__DOCUMENT SECTION__:
Best part is, I don’t regret, not even  for a minute, putting myself out there with my hopeful heart on my tattooed sleeve. I don’t regret loving fiercely and trusting completely. Can I protect my heart better, sure. But I also know that  I have learned to leave  when I know it  no longer feels right for me.  I didn’t settle or  hang around like I was 23 or 28 or 35.  I left like a wiseR 39 year old and didn’t waste any more time than I needed to.

Note to Self

Note to Self

I heart my tribe/s. You know who you are.  Thank you.

I heart my tribe/s. You know who you are. Thank you.

Ah, I guess, I already have three other posts on the back burner because this too deserves its own entry.  Ideologically and literally, embracing the sadness is really so much better when you have a tribe to do it with.  Sadness comes in different ways, at different times and to carve time today to talk about it and say, ‘I love and accept you whether I get it or not’, has been priceless. Who says you can’t make new real friends as you grow older? It’s just not true.  So to my old Twitter/now new IRL friends who I love, respect and admire to pieces, thank you for making 2013 special.  You know who you are.

I didn't deserve it but you gave it to me. Thank you.

I didn’t deserve it but you gave it to me. Thank you.

Did I say three extra blog posts?  I actually meant four. I wish I could say more about this but I think I will be composing this particular post for awhile. Let’s just say that in the end, 2013’s finish line has been  all  about this. Receiving and accepting it actually more than my extending it.  I take none of it for granted.  I am still humbled by it today.  Thank you.

Hope keeps us alive

Hope keeps us alive

Lastly, my second year at UWCSEA-East is coming to a close and my gosh all the learning can’t measure up against  a trip around the world and back. Twice!  Everyday, I continue to learn something new, consolidating ideas and collaborating with some of the most inspiring, open minded educators on the planet.   I am happy to say that I have signed on for two more years and feel like there is no place I’d rather be except where I am right now in my career.  My heart is full of love for my place of work, this UWCSEA and Singapore family and I am grateful everyday for all the open doors.

And for all the second chances, 2013…thank you.

Welcome 2014

Welcome 2014

Here’s  a little something from Google Zeitgeist, 2013 to end this farewell…

And to the new year, a poem, ‘To the New  Year’ by WS Merwin.  Nice to meet you, 2014. I love you already.

Welcome, 2014!

Welcome, 2014!

__DATA EXTRACT__:
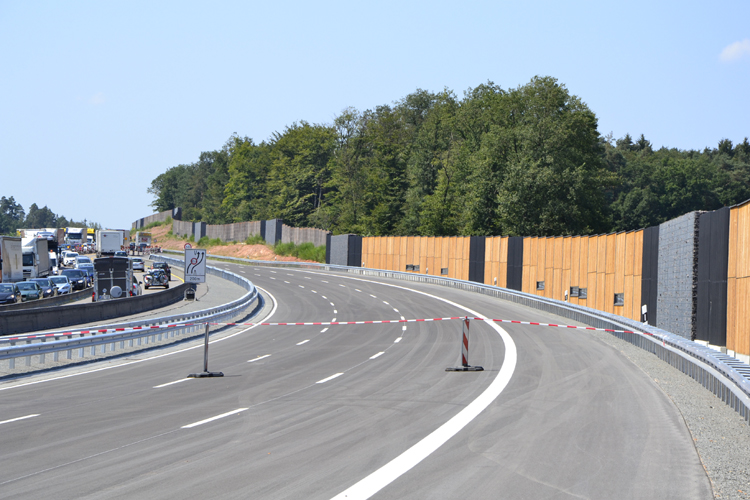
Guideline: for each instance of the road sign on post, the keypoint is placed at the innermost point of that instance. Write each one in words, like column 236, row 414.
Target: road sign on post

__WHAT TO DO__:
1) In the farewell-to-2013 post, how many more years has the writer signed on for at UWCSEA-East?
2) Shorten the paragraph in the farewell-to-2013 post that begins "Lastly, my second year at UWCSEA-East" into a brief bulleted list that keeps its main facts.
3) Carry on the farewell-to-2013 post from its final line.

__OUTPUTS FOR THE TASKS__:
1) Two more years.

2)
- The writer's second year at UWCSEA-East is coming to a close.
- The learning there has been more than a trip around the world and back, twice.
- Every day brings something new, working with inspiring, open-minded educators.
- The writer has signed on for two more years and would rather be nowhere else in their career right now.
- The writer loves the workplace and the UWCSEA and Singapore family, and is grateful every day for the open doors.

3)
To the New Year

With what stillness at last

you appear in the valley

your first sunlight reaching down

to touch the tips of a few

high leaves that do not stir

as though they had not noticed

and did not know you at all

then the voice of a dove calls

from far away in itself

to the hush of the morning

so this is the sound of you

here and now whether or not

anyone hears it this is

where we have come with our age

our knowledge such as it is

and our hopes such as they are

invisible before us

untouched and still possible

Anyway, my word for 2013 was love but now that I think  (and have written) about it, should have been rediscovery which would have been a nice segue from my 2012 word  for that year … which was discovery.   Not that it wasn’t at all about love because it always is, right?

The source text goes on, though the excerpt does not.